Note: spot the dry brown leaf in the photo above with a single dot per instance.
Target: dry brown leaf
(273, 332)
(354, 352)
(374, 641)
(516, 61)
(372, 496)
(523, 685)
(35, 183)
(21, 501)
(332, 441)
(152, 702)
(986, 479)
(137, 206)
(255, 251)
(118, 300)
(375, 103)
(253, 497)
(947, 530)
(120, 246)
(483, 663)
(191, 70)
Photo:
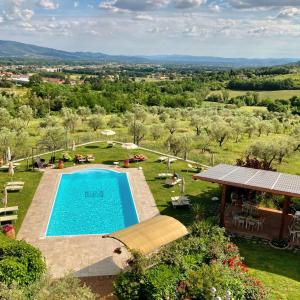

**WORK TO DO**
Can you format every line of the records above as a numbered list, skipping blank lines and leaving the pictures out?

**SOLUTION FOR THIS PROBLEM**
1. Note: spot the dry brown leaf in the photo above with a single dot per instance.
2. Target: dry brown leaf
3. (273, 332)
4. (354, 352)
5. (374, 641)
6. (516, 61)
7. (372, 496)
8. (523, 685)
9. (35, 183)
10. (21, 501)
11. (332, 441)
12. (152, 702)
13. (986, 479)
14. (137, 206)
15. (255, 251)
16. (118, 300)
17. (375, 103)
18. (253, 497)
19. (947, 530)
20. (120, 246)
21. (483, 663)
22. (191, 70)
23. Photo:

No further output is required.